TEXTE À LIRE
════

Jean-Louis Lazare Magnavacca ramassait les châtaignes avec son ami, Timothée Corrazini, à quelques centaines de mètres, sur la route qui mène à Pietra Serena. "On revenait vers le village, sur la route, quand on a vu les avions. Mais on était loin d'imaginer ce qui allait se passer". Les deux hommes, quatre-vingts ans plus tard, sont assis au comptoir du bar Magnavacca, toujours là.
"Et puis mon oncle, qui nous a aperçus, nous a crié de nous mettre dans le fossé, et de nous coller contre le mur. Il avait fait la guerre de 14. Lui, il avait compris. Et c'est là que ça a commencé à mitrailler", raconte Jean-Louis Lazare, le visage fermé.
C'est aux anciens qu'il fallait demander ce qui s'est passé. Nous, on suppose
Jean-Louis Lazare Magnavacca
"Personne ne comprenait pourquoi on nous attaquait", complète Timothée. Et les adultes craignaient que ce ne soit que le début. Alors nos vieux, ils nous ont rassemblés, et ils nous ont fait monter dans la châtaigneraie. On y a passé quinze jours, à l'abri. Régulièrement, ceux qui étaient restés au village nous ravitaillaient".
Lorsqu'on lui pose la question que tout le monde se pose encore, pourquoi ces bombardements ?, Jean-Louis Lazare Magnavacca répond : "C'est trop tard pour chercher à comprendre. Il fallait poser la question avant", et désigne du doigt un dessin accroché au mur qui nous fait face.

════

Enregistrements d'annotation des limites
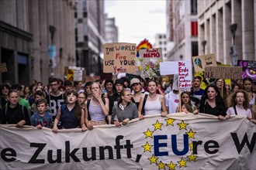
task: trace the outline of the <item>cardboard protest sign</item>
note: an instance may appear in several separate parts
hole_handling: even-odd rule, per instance
[[[256,61],[238,60],[237,65],[242,67],[242,79],[250,77],[256,81]]]
[[[195,72],[203,71],[206,66],[216,66],[215,54],[207,54],[198,56],[193,56],[192,61],[194,64]]]
[[[191,61],[163,62],[160,63],[161,75],[177,74],[178,87],[192,87],[192,72]]]
[[[152,78],[160,76],[160,65],[163,61],[162,49],[143,49],[139,51],[143,58],[141,75],[144,77]]]
[[[85,73],[84,67],[65,66],[64,75],[67,80],[85,81]]]
[[[209,79],[240,79],[240,66],[206,66],[204,76]]]
[[[104,44],[103,73],[135,73],[136,44]]]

════

CONSIGNES
- A) Indiquez si chacune des affirmations suivantes est conforme au témoignage sur le bombardement, en répondant par oui ou par non et en citant les mots du texte qui permettent de trancher : (i) Jean-Louis Lazare et Timothée ramassaient des champignons sur la route ; (ii) l'oncle de Jean-Louis Lazare avait fait la guerre de 14 ; (iii) les enfants sont restés quinze jours dans la châtaigneraie.
- B) D'après le témoignage sur le bombardement, où les deux hommes sont-ils assis quatre-vingts ans plus tard ?
- C) Poursuivez le témoignage sur le bombardement à partir de sa dernière phrase.

RÉSULTATS FINAUX
- A)
(i) Non : « Jean-Louis Lazare Magnavacca ramassait les châtaignes avec son ami, Timothée Corrazini »
(ii) Oui : « Il avait fait la guerre de 14. »
(iii) Oui : « On y a passé quinze jours, à l'abri. »

- B) Au comptoir du bar Magnavacca.

- C)
On y voit un homme, en débardeur blanc, assis devant la porte du bar, une bouteille d'Orangina à la main. Son père, Joseph Magnavacca. Surnommé Corsico la Terreur, après la campagne du Rif à laquelle il avait participé. "C'est à eux qu'il fallait demander ce qui s'est passé. Nous, on suppose...".
Expédition punitive ?
C'est tout le problème. Ceux qui savaient ne sont plus là depuis longtemps. Ne restent que les histoires, que l'on se transmet, de génération, et dont les contours, au fil du temps, sont devenus plus flous.
Il y a d'abord cette présence étrangère au village, qui ne serait pas passée inaperçue, la veille du bombardement.
Les anciens avaient parlé à certains de"deux hommes en side-car, dont l'un parlait français, et posait des questions, avec un fort accent allemand". A d'autres, d'"un type bien habillé, avec de belles manières, qui proposait des chewing-gums aux jeunes filles, et discutait avec certaines personnes, à l'abri des regards".
C'est là que ceux qui occupent l'île, pour quelques jours encore, vont apprendre qu'un dépôt de munitions se trouvait à Piedicrote-di-Gaggio. Le lendemain, Piedicorte di Gaggio sera bombardé.
Bien sûr qu'il y avait un dépôt de munitions. Comment je le sais ? C'est mon père qui en avait la responsabilité
Jean-Louis Lazare Magnavacca
Jean-Louis Lazare Magnavacca confirme. "Bien sûr qu'il y avait un dépôt de munitions. Comment je le sais ? C'est mon père qui en avait la responsabilité". Ce dépôt de munitions, il servait aux maquisards de la région qui, régulièrement, s'en prenaient aux troupes allemandes. Et Magnavacca était l'un des leurs.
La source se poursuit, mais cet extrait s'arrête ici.